Direction » Reproduce all of the material below, putting "photo" wherever "screenshot" appears and keeping every other word unchanged.

_____

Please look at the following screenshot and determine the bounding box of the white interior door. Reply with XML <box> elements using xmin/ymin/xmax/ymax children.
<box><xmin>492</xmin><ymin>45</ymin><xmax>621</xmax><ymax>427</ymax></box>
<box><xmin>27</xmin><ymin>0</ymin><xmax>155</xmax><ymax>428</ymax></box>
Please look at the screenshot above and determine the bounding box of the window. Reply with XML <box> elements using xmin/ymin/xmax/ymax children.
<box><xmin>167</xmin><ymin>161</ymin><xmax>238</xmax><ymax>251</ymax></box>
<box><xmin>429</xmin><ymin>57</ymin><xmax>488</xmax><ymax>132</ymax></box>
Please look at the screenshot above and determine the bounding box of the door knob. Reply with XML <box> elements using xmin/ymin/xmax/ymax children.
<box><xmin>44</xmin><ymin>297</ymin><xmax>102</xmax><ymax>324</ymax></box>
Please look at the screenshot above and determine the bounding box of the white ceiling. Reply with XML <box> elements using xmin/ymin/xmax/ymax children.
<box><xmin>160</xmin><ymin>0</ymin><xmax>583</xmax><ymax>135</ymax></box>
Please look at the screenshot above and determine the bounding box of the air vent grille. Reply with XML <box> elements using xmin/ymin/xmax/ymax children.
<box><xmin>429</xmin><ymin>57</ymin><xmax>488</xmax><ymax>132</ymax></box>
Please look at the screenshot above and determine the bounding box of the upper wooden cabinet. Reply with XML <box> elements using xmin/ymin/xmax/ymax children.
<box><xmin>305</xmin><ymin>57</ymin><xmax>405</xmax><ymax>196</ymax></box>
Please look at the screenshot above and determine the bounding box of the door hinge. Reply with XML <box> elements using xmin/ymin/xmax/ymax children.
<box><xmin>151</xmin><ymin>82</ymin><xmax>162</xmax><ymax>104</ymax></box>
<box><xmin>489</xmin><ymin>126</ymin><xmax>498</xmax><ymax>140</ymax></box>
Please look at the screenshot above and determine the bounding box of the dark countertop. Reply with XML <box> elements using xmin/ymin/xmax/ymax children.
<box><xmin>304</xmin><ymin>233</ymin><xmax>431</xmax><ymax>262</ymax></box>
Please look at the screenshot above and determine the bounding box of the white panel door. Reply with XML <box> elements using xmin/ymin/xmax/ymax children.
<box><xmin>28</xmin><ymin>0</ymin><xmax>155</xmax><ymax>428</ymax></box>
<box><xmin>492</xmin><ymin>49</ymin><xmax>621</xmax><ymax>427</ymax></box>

_____

Exercise output »
Please look at the following photo and determine the bounding box of the white interior door. Reply with XML <box> elements using xmin/ymin/xmax/ymax children.
<box><xmin>492</xmin><ymin>45</ymin><xmax>621</xmax><ymax>427</ymax></box>
<box><xmin>27</xmin><ymin>0</ymin><xmax>155</xmax><ymax>428</ymax></box>
Please look at the photo above and determine the bounding box of the window. Reply with XML <box> elements using xmin/ymin/xmax/ymax children.
<box><xmin>167</xmin><ymin>161</ymin><xmax>238</xmax><ymax>251</ymax></box>
<box><xmin>429</xmin><ymin>57</ymin><xmax>488</xmax><ymax>132</ymax></box>
Please look at the photo above and determine the bounding box of the door knob. Reply with XML <box> elements using xmin/ymin/xmax/ymax children.
<box><xmin>44</xmin><ymin>297</ymin><xmax>102</xmax><ymax>324</ymax></box>
Please look at the photo above and determine the bounding box of the white ceiling. Reply with XML <box> elements using xmin/ymin/xmax/ymax children.
<box><xmin>160</xmin><ymin>0</ymin><xmax>583</xmax><ymax>135</ymax></box>
Please look at the photo above and determine the bounding box of the air vent grille. Reply with XML <box> elements using xmin/ymin/xmax/ymax children.
<box><xmin>429</xmin><ymin>57</ymin><xmax>488</xmax><ymax>132</ymax></box>
Please look at the photo above and determine the bounding box of the upper wooden cabinet. Reply with XML <box> elements using xmin/ymin/xmax/ymax children.
<box><xmin>305</xmin><ymin>57</ymin><xmax>405</xmax><ymax>196</ymax></box>
Please look at the photo above and determine the bounding box of the door hinge. Reply with XML <box> elements using xmin/ymin/xmax/ymax children.
<box><xmin>151</xmin><ymin>82</ymin><xmax>162</xmax><ymax>104</ymax></box>
<box><xmin>489</xmin><ymin>126</ymin><xmax>498</xmax><ymax>140</ymax></box>
Please look at the photo above and determine the bounding box of the dark countertop. Reply with XML <box> elements using xmin/ymin/xmax/ymax children.
<box><xmin>304</xmin><ymin>233</ymin><xmax>431</xmax><ymax>262</ymax></box>
Please look at the photo above and determine the bounding box of the white panel door. Reply with XML <box> elements using xmin/ymin/xmax/ymax children.
<box><xmin>28</xmin><ymin>0</ymin><xmax>155</xmax><ymax>428</ymax></box>
<box><xmin>492</xmin><ymin>49</ymin><xmax>621</xmax><ymax>427</ymax></box>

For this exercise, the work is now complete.